(The exercise)
Rewrite the entries below, replacing each occurrence of "Target" with "Object" and leaving all other text unchanged.

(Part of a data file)

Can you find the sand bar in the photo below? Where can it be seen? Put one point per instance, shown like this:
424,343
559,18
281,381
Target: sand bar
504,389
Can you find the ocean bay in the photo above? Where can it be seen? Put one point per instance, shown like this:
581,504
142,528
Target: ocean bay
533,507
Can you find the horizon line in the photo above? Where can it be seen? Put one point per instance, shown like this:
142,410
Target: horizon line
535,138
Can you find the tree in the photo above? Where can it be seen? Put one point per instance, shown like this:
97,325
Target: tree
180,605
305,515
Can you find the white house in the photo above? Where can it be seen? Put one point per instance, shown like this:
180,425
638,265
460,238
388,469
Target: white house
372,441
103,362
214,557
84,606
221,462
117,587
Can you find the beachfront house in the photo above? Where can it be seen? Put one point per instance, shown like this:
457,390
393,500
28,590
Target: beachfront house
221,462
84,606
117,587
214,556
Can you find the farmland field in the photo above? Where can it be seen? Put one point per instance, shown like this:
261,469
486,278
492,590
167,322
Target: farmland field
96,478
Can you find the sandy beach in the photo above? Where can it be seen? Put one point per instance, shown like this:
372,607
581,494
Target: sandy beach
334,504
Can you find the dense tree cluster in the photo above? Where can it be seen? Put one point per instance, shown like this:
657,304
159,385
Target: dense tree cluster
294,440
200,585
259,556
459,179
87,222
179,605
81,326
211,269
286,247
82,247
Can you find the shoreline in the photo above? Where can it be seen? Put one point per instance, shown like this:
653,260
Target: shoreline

(Written reply)
Can you find the sand bar in the photo below? Where can it be seen? Put one point per instance, shown like this:
424,343
559,18
281,381
Object: sand bar
504,389
Can you find the ocean bay in the photo above? Where can it be seen? Put one point per instance, shown like this:
581,504
142,528
Object: ocean bay
533,507
Can you find the horizon line in the photo above? Where can it be seen? Put one point per instance, shown like this:
142,410
Object: horizon line
535,138
Can you find the tree in the photo above? Where can it be seen? Put one point per instance, shown like this:
97,325
Object: tree
180,605
305,515
Can you find the white house in the photo above? Where can it be seen? Put one point per instance, shown like this:
180,425
638,265
460,238
388,469
Object: white house
372,441
103,362
214,557
84,606
221,462
117,587
Can you find the beachfront house in the photo above? Where can it be seen? Put one point per instance, shown like this:
457,390
393,500
28,590
Object: beachfront house
221,462
84,606
117,587
214,556
Can you find the farmland field in the photo above? Where can it be seen? Put one point per instance, shown like this:
261,469
486,278
492,590
167,322
Object: farmland field
96,478
Can you find the sandy beach in the photo above? Where can it be seen? Put one point per instance, shown like this:
372,607
581,494
Object: sandy beach
334,504
Can you find the dense tree cluster in the photo above? Where can it be seen? Put one point per instance, shown like this:
657,304
159,385
Object: dense tree cluster
294,440
200,585
259,556
459,179
87,222
179,605
81,326
211,269
286,247
82,247
Can you find the shoreline in the photo above? Where can it be seen? Put one point per instance, shown like this:
653,260
Object: shoreline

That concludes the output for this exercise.